* GOAL 1 *
Recast the entries that follow the Rothesay Apartments text as a two-column CSV with the headers "entry" and "answer", from the line with "form point(568, 488)." up to and including the line with "point(549, 456)". Give one row per entry, with its text and its answer each in a single double-quoted field and line breaks replaced by spaces.

## Begin EXCERPT PROVIDED

The rapidly expanding City of Winnipeg had become the third-largest city in Canada by 1911. This growth drove the expansion of the public transit system, which in turn helped fuel the development of residential areas outside the downtown. The Rothesay Apartments, along with the rest of the West End (which Wolseley is a part of), were built during this period. Erected in 1912, the Rothesay was part of a banner year for Wolseley. The neighbourhood framed by Portage Avenue, Maryland Street, the Assiniboine River and Omand’s Creek would gain a staggering 266 buildings that year, with approximately $1.72 million being spent on construction (which would be almost $40 million in 2020!). These buildings included five apartment blocks, a church, two schools, 258 houses and the Rothesay. Constructing these buildings was a large accomplishment for the city during one of its busiest construction periods.
Located at 828 Preston Avenue, the Rothesay Apartments are just across the street from Vimy Ridge Park. An incredible structure, the Rothesay looks almost like a modernized castle with a rough cut stone foundation and grand brick facades crowned by a dentil cornice and decorative railing. Owners Peter Smith and George H. Kirkpatrick also functioned as the contractors for the project, which was designed by Winnipeg architect H. E. Matthews. Matthews was responsible for designing many remarkable buildings in the city such as the Aldous Building in 1905, the St. Matthew’s Anglican Church in 1913, the Bell Block in 1905, and even the seven-storey Keewayden Building at 138 Portage Avenue, built in 1909. An elegant mix of classical architectural styling, the Rothesay attracted middle-to-upper-income residents. Co-owner Kirkpatrick also resided there until the mid-1940s, showing a clear indication of how invested the owners were in the design, construction, functionality and maintenance of the building.
While there is no specific mention of where the apartment’s name “Rothesay” came from, one cannot help but wonder if the owners were thinking of Scotland’s Rothesay Castle. The 13th-century castle on the Isle of Bute was built by the Stewart family and is famous for its circular defensive wall. Perhaps one of the Rothesay’s owners had ties to Scotland which they wished to honour when naming their new building in Winnipeg?

## End EXCERPT PROVIDED
## Begin DATA SHOWN

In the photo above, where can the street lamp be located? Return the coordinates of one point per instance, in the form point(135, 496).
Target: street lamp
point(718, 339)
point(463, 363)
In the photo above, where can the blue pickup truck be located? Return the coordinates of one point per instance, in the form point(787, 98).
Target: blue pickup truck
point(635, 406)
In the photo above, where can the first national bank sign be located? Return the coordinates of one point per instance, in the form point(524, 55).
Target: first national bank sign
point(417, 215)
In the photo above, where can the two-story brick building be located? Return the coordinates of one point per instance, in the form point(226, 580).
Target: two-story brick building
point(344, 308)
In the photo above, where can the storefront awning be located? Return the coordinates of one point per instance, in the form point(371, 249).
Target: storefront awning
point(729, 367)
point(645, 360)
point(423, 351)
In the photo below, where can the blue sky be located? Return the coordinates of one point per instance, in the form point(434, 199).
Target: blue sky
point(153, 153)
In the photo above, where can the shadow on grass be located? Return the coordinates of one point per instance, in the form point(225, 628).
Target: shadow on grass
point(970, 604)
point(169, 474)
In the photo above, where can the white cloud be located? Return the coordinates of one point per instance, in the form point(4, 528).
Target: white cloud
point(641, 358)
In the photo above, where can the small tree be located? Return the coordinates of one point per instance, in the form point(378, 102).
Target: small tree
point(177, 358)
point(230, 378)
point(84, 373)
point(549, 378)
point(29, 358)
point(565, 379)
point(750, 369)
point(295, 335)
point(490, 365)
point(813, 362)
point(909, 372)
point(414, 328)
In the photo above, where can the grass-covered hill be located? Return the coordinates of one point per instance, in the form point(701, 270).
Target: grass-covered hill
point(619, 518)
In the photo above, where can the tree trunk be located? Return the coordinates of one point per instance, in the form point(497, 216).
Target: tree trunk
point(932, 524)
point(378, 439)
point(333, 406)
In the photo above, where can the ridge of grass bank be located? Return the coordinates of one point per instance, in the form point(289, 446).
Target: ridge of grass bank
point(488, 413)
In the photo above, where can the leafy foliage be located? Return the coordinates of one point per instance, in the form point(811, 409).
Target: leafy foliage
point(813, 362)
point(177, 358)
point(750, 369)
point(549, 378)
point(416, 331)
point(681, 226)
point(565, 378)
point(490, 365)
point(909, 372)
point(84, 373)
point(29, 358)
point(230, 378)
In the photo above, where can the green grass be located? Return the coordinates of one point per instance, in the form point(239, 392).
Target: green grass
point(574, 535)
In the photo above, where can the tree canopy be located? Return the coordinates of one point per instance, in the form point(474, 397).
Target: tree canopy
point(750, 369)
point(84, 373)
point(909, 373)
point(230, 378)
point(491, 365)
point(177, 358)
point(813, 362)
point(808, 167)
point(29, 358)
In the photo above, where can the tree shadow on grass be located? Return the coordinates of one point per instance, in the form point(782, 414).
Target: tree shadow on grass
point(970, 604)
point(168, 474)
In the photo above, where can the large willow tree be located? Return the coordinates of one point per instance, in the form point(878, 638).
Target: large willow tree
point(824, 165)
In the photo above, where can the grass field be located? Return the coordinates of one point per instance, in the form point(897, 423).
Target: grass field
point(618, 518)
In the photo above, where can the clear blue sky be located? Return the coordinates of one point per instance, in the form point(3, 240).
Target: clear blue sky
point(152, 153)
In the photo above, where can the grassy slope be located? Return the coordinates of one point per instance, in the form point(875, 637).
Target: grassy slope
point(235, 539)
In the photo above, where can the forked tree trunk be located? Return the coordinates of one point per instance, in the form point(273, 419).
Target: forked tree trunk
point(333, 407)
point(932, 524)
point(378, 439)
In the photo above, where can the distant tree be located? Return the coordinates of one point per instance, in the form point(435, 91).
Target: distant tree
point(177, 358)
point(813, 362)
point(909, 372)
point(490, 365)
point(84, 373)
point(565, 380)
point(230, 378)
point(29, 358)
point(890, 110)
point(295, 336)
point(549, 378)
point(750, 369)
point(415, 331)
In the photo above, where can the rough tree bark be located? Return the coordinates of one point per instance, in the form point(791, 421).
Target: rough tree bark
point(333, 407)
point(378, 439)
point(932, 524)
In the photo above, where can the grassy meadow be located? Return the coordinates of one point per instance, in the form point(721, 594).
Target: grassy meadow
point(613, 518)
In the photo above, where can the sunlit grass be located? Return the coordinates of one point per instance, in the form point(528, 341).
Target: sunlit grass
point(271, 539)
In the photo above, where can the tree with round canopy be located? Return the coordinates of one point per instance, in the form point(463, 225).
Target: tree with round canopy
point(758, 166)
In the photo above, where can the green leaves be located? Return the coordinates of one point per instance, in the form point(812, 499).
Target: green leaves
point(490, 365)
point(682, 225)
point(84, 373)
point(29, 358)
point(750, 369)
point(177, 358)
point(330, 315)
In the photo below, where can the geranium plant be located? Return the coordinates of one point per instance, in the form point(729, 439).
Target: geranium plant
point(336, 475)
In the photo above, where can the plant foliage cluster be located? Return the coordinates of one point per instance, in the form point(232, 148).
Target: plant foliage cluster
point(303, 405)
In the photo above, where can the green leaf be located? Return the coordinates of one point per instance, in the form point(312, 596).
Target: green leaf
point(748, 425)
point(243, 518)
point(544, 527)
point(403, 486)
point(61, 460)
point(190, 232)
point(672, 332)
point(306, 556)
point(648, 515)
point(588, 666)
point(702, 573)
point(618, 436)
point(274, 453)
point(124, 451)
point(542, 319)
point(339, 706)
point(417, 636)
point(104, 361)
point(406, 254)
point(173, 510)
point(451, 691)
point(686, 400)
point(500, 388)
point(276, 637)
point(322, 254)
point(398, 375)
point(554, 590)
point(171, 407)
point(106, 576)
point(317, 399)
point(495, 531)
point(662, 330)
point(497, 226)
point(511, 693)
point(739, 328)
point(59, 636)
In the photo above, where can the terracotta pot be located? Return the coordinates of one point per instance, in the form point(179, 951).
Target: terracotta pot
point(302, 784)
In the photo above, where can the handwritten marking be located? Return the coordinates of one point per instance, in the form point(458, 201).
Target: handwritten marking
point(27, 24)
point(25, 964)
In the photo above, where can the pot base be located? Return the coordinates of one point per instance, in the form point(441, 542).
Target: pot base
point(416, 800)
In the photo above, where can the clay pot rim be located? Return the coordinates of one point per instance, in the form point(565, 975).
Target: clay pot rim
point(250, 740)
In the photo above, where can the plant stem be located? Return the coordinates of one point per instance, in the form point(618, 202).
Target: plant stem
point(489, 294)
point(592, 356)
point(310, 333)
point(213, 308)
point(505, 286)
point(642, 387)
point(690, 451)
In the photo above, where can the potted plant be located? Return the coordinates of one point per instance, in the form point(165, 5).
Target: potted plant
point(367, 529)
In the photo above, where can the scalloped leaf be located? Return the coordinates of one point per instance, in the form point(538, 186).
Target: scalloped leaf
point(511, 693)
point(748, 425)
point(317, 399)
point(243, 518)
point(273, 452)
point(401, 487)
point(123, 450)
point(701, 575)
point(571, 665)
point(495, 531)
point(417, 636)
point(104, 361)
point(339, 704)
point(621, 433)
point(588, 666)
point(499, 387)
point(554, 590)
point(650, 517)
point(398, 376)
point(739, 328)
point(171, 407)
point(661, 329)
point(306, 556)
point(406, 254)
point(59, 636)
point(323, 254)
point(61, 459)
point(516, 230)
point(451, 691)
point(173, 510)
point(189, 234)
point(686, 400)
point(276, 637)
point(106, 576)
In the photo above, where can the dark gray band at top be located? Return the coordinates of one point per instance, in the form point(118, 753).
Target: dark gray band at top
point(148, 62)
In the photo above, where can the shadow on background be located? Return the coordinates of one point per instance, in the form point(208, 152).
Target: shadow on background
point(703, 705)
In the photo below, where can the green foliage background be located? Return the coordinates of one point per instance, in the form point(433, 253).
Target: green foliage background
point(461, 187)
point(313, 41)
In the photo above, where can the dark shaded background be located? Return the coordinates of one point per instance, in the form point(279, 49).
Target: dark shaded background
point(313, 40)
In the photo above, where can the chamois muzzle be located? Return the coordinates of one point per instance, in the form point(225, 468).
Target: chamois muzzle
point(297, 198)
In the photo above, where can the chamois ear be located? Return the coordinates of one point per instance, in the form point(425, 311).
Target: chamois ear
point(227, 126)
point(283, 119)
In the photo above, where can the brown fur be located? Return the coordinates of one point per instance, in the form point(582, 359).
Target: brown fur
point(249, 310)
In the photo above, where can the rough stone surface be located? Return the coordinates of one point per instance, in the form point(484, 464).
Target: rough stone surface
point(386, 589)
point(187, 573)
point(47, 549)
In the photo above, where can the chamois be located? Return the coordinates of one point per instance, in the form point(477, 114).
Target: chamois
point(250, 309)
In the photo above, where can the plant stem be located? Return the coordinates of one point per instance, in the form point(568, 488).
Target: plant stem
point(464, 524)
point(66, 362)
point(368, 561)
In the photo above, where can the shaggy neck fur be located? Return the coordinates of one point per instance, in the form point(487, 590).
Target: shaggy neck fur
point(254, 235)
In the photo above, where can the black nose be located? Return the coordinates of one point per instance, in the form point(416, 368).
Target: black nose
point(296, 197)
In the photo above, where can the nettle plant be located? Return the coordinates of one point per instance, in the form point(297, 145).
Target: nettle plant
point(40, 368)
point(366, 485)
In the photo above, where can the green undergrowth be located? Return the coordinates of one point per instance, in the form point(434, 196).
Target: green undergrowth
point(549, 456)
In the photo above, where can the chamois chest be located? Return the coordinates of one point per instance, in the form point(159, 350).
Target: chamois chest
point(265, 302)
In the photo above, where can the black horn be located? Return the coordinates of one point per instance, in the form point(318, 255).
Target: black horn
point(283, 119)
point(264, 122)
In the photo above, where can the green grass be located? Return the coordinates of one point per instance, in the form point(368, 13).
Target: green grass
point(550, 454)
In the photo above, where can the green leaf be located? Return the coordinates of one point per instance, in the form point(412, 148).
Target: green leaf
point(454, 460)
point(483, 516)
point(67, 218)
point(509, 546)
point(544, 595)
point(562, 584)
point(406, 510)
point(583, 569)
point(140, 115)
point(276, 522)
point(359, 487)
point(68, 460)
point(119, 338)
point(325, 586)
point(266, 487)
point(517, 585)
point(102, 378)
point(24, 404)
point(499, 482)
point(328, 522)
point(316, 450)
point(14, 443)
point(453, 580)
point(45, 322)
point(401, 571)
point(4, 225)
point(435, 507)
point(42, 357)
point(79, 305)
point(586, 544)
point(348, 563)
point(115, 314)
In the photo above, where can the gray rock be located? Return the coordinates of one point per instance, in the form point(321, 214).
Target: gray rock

## End DATA SHOWN

* GOAL 2 *
Write a continuation of the Rothesay Apartments text, starting after its final sentence.

* EXERCISE ANSWER 1 *
entry,answer
"In the photo above, where can the plant stem be located? Return the coordinates of one point per instance, in the form point(568, 488). Target: plant stem","point(464, 524) point(66, 362) point(368, 561)"
"In the photo above, where can the shaggy neck fur be located? Return the coordinates of one point per instance, in the form point(487, 590). Target: shaggy neck fur","point(254, 235)"
"In the photo above, where can the black nose be located? Return the coordinates of one point per instance, in the form point(416, 368). Target: black nose","point(296, 197)"
"In the photo above, where can the nettle plant be located? Return the coordinates of one point per instance, in the form point(297, 145). Target: nettle plant","point(40, 368) point(366, 485)"
"In the photo above, where can the green undergrowth be located? Return the coordinates of one point per instance, in the form point(434, 196). Target: green undergrowth","point(549, 456)"

* EXERCISE ANSWER 2 *
Due to its convenient location at the southeast corner of Preston Avenue and Home Street, the Rothesay also had the extra highlight of overlooking St. James Park, which is known as Vimy Ridge Park today. Not only does the park provide beautiful scenery to admire through the windows of the Rothesay, but it also provides a buffer, shielding the building from the busy Portage Avenue. With graceful old trees, flowerbeds, vast lawns, a playground, splash pad, picnic tables, benches and walkways throughout, Vimy Ridge Park makes a perfect location for a relaxing stroll and also acts as a sort of shared “yard” for residents of the Rothesay. Vimy Ridge Park, which the city established in 1894, was also one of Winnipeg’s first eight parks alongside Elm Park in 1890 and Central Park in 1893. Yet despite this tranquil setting, the Rothesay is still conveniently located within walking distance of shops, schools, entertainment and public transportation, achieving a walkability score of 78% (very walkable, good transit, biker’s paradise) from Walk Score.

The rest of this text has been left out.